EXTRAIT DE PAGE:
· · · ·
Jean-Claude Pasche s’en est allé cette semaine à l’âge de 80 ans. Notre chroniqueur a bien sûr croisé sa route.

Véritable coup de Joran sur le Jorat: Jean-Claude Pasche, alias Barnabé, a tiré le rideau rouge sur l’épilogue de sa belle aventure terrestre, mais son nom restera gravé sur l’enseigne lumineuse, dans les nuits brumeuses, au bord de la route, à Servion. Évoquer Barnabé, c’est d’abord l’épopée d’un théâtre né dans une arrière-grange du père paysan et sorti de nulle part, loin du flonflon des théâtres urbains; mais c’est aussi le personnage mystérieux, fuyant parfois, éphémère et pourtant tellement attachant dans ses «travers», en fanatique de trains, et passionné par le son profond des orgues.

Les jeunes humoristes d’aujourd’hui doivent savoir que tout le gotha théâtreux et le gratin humoristique de ce pays, et d’ailleurs, ont défilé sur la petite et grande scène de la Croix-Blanche, entre röstis et jambon à l’os, sans oublier les anonymes ou autres passionnés de la scène.
· · · ·
DONNÉES DE L'EXERCICE:
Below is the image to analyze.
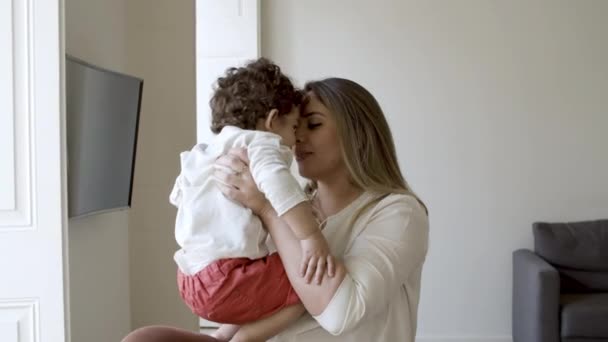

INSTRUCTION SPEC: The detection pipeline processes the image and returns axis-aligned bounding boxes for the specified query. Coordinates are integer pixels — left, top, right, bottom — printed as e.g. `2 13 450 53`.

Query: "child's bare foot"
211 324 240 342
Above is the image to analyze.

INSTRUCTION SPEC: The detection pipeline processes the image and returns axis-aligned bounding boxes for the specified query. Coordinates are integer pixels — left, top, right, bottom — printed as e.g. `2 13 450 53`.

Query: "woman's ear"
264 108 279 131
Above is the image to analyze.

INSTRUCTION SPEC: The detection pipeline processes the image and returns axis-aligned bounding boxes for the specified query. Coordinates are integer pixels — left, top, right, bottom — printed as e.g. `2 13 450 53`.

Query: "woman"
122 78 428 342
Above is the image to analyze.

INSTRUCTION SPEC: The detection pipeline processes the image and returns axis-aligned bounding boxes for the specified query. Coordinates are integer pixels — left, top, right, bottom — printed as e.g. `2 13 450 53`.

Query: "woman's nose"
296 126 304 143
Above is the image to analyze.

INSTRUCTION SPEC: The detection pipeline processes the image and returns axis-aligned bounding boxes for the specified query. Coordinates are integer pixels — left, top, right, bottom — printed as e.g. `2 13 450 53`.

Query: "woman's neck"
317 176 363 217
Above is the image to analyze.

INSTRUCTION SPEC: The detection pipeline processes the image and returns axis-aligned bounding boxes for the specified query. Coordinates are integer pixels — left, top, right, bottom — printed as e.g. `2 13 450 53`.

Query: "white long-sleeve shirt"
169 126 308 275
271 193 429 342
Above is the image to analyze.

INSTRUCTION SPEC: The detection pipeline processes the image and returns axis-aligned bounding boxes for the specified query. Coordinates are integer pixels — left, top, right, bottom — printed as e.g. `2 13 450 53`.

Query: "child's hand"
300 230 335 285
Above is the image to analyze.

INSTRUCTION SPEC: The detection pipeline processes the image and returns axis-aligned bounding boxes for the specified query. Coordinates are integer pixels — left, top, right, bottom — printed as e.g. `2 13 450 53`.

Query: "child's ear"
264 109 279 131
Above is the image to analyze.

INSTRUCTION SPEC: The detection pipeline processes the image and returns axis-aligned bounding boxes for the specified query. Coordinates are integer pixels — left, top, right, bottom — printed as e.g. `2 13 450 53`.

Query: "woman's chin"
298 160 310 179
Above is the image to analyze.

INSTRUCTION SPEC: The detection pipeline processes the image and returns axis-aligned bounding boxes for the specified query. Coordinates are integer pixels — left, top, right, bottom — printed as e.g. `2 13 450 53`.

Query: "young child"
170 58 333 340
· · · ·
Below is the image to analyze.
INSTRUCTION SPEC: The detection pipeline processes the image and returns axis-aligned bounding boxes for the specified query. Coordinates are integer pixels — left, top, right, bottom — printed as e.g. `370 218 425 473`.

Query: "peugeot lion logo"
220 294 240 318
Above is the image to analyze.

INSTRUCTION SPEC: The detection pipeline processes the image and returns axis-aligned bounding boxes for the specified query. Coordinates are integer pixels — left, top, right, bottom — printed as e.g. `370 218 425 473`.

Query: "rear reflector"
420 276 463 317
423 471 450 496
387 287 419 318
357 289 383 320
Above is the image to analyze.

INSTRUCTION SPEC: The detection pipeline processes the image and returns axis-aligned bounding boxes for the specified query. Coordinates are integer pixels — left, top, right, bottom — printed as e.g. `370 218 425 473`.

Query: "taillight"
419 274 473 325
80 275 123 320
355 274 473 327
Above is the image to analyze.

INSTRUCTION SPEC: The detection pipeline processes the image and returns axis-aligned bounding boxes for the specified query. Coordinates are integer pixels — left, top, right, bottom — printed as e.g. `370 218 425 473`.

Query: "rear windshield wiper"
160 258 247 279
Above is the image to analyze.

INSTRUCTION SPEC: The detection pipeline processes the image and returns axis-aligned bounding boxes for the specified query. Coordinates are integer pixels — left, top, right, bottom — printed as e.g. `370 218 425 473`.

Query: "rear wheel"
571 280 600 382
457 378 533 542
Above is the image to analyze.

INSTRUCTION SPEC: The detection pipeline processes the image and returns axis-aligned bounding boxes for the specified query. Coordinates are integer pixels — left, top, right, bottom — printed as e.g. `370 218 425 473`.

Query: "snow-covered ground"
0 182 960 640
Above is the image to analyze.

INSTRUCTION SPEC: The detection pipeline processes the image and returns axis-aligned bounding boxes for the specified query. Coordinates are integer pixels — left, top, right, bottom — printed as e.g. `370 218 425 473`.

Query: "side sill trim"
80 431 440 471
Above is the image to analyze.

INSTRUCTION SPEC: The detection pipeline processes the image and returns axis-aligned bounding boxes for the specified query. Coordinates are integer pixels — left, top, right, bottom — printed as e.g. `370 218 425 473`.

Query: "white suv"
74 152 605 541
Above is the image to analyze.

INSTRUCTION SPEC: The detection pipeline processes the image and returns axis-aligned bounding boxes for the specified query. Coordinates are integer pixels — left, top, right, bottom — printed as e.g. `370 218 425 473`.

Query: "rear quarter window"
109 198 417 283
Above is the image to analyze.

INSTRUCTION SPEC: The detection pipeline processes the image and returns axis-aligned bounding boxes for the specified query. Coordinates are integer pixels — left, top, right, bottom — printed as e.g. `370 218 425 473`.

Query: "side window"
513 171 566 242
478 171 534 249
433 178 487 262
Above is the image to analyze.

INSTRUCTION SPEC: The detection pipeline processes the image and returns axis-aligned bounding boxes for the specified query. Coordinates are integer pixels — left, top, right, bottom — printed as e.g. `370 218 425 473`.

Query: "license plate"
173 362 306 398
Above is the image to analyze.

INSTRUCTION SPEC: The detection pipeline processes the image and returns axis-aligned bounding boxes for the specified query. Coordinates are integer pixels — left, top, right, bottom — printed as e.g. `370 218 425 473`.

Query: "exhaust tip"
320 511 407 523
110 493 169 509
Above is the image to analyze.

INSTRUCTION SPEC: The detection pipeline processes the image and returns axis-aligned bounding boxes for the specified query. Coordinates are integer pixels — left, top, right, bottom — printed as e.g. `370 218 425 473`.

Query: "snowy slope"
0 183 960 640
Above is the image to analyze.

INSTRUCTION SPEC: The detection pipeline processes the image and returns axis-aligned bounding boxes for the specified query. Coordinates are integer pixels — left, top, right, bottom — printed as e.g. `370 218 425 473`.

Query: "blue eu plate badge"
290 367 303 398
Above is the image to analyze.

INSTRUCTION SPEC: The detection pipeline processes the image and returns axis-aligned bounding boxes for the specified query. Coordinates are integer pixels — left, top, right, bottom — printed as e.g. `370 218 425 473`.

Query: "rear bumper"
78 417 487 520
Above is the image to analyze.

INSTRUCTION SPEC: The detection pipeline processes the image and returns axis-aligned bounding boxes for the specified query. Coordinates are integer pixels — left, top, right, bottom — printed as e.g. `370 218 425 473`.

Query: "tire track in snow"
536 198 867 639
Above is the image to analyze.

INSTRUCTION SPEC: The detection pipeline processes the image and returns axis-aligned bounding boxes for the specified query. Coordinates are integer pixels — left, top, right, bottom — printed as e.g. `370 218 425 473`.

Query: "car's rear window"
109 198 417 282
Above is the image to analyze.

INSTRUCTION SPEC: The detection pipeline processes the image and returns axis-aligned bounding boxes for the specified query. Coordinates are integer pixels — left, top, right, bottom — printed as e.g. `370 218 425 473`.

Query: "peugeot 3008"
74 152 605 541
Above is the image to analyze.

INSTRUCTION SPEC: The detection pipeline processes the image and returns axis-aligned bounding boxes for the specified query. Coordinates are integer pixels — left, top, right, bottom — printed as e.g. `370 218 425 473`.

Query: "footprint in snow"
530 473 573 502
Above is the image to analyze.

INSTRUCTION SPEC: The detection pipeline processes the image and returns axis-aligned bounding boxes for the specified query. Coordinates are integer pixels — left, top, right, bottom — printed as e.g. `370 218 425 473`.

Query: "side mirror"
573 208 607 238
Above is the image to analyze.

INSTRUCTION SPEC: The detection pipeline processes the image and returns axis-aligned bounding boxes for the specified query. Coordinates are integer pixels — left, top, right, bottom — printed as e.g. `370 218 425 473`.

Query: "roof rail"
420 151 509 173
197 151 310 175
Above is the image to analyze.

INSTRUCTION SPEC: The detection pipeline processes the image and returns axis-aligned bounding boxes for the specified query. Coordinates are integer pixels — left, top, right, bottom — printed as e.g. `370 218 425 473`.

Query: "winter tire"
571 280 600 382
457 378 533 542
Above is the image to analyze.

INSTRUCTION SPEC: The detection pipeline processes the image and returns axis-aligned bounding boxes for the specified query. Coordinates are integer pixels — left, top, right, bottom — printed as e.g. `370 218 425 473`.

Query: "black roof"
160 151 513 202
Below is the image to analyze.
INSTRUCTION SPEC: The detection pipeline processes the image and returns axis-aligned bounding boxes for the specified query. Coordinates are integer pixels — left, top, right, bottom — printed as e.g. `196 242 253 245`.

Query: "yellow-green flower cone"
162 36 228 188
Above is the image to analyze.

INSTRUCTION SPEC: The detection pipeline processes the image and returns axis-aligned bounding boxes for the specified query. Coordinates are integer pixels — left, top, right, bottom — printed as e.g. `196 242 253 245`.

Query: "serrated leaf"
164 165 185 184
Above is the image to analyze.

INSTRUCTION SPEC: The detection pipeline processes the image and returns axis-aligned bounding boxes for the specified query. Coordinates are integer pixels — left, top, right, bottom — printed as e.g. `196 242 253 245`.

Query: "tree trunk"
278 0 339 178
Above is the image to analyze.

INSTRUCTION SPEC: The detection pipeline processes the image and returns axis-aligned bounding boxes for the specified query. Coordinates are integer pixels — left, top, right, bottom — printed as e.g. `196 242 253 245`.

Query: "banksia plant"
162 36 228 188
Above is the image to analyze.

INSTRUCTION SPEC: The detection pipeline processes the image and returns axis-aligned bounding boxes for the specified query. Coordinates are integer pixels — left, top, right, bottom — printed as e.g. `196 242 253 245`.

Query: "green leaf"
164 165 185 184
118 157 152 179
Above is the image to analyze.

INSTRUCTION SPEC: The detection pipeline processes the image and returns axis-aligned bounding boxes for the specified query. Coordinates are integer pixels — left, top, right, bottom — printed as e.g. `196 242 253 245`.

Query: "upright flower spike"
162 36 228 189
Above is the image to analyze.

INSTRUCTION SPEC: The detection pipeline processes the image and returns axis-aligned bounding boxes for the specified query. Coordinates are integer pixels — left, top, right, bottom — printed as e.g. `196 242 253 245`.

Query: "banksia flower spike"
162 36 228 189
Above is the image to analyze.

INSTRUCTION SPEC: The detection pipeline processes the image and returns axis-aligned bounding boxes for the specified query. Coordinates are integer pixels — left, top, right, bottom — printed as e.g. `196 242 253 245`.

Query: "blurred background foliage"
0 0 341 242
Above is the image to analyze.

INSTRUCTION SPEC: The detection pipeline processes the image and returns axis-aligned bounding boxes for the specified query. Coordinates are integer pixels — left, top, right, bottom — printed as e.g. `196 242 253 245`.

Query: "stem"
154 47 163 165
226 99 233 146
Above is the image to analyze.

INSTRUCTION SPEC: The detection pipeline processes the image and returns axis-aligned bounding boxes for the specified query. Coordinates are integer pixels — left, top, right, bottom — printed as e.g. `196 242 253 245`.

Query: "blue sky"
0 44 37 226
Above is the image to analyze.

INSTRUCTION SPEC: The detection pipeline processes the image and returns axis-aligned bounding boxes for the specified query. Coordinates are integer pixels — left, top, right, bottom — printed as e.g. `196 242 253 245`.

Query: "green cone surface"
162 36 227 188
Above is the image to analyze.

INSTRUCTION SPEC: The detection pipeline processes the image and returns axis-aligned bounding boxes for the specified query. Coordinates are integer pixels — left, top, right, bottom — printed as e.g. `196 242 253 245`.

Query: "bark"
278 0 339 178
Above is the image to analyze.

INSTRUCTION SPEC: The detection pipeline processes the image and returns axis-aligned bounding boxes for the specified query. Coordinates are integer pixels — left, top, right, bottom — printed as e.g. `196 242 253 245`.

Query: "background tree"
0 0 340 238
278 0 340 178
· · · ·
Poursuivez l'hommage à Jean-Claude Pasche, dit Barnabé, à partir de l'endroit où il s'arrête.

RÉSULTAT OBTENU:
Sans commettre d’oublis, de Silvant à Jo-Johnny, d’Urfer à Luther, en passant par Madeleine Robinson, Bernard Haller, les meneuses de revues Andrée Walser et Mona Luini, Nicole Ray la Parisienne, Gilles et le Conseil fédéral, la nouvelle génération, les nostalgiques, les anonymes, sans parler des opérettes et des comédies musicales, tous sont passés au crible de ses sueurs, de l’autre côté de la route! Les repas-spectacles avaient l’odorat du Lido, quand les apparats des bourgeoises lausannoises se mélangeaient, à l’apéro, aux salopettes des paysans, en croquant des bons mots, que Jean-Claude adorait, illuminés par son accent…

Née sur les cendres de La Revue de Lausanne, grâce à Béranger, la grange à Pont, avec sa loge « royale », a assuré la transition entre la remise et le plus beau théâtre romand.

Sans avoir été un intime de Barnabé, j’entretenais une connivence de terroir, en admirant son audace, sa désinvolture et sa liberté existentielle. Avec Barnabé, personnellement, j’ai gagné mes galons de détails scéniques, d’improvisations, et surtout j’ai pu mettre la main à la pâte en vendant les programmes, posant les affiches, coupant le jambon et guidant les visites dans les coulisses aux curieuses citadines…!

Avec les tournées automnales dans les villes de Romandie de 1977 à 1980, j’ai découvert le public qui oublie de rire un 1er janvier, les rideaux qui s’écroulent, le retour du piano à point d’heure, les migraines des actrices, les cancans d’une région et, surtout, des amitiés et du respect pour ceux qui bossent dans l’ombre des «projos». Barnabé, tu m’as appris la chute du sketch, la dernière «passe» pour amener le witz, ne pas mettre de chaussettes, superposer quatre costumes et le détail qui ouvre le rire, en pape ou patins à roulettes!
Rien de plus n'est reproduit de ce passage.